What is asked:
Please copy everything from the beginning of the data below down to the line containing "For instance, a", with that line included, and leave the pictures out of your answer.

Data records:
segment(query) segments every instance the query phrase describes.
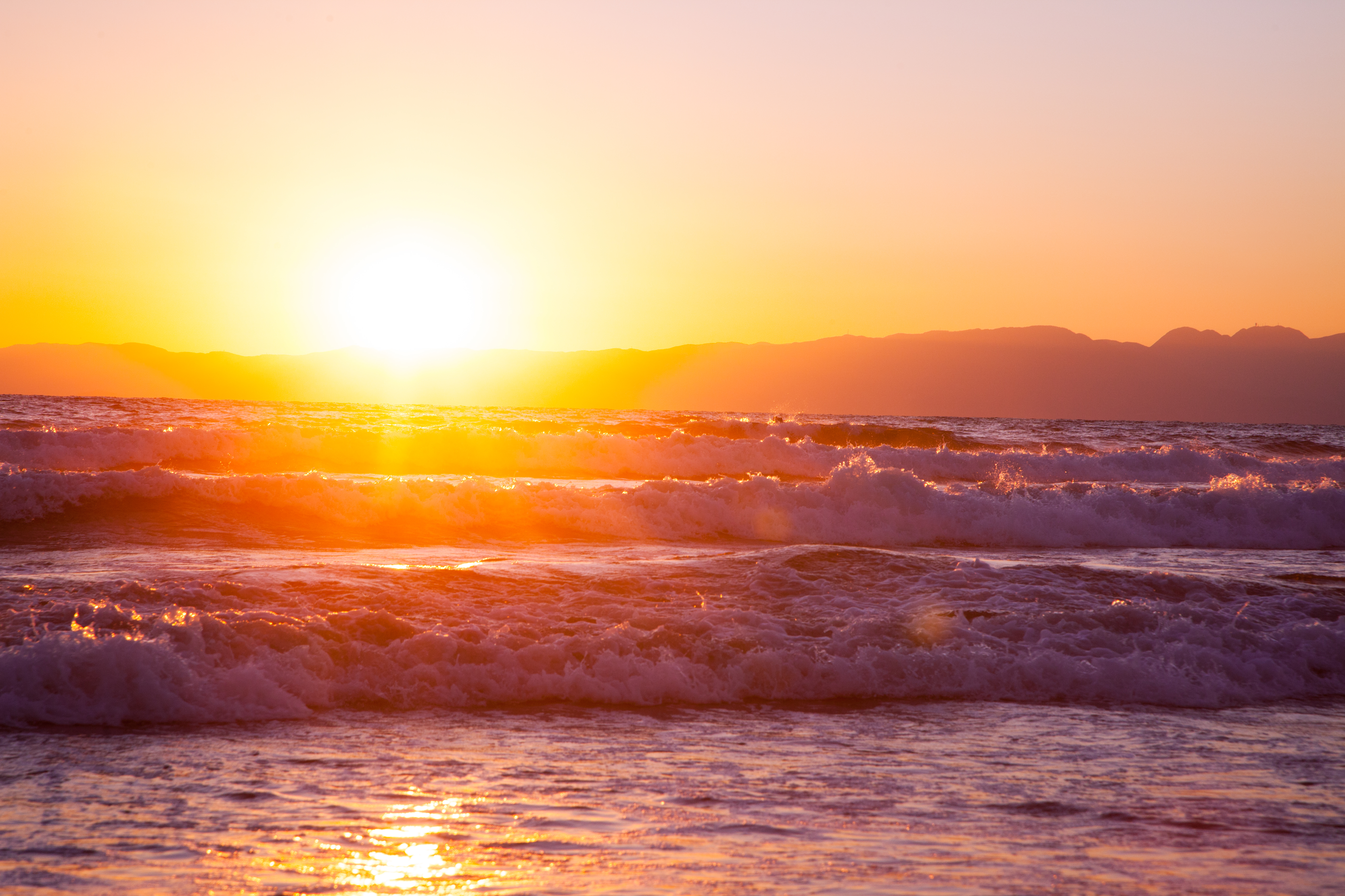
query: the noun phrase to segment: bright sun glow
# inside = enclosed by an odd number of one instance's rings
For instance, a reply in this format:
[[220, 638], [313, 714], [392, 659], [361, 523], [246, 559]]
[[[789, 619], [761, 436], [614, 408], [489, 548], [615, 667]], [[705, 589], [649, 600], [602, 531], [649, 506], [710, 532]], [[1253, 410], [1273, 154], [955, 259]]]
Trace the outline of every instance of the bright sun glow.
[[498, 344], [499, 292], [484, 258], [428, 230], [350, 240], [319, 283], [338, 341], [401, 356]]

Correct result:
segment(query) segments every instance the query phrase describes.
query: the noun phrase to segment: bright sun glow
# inside = enclosed by an odd number of one instance's rings
For instance, a reply in this format:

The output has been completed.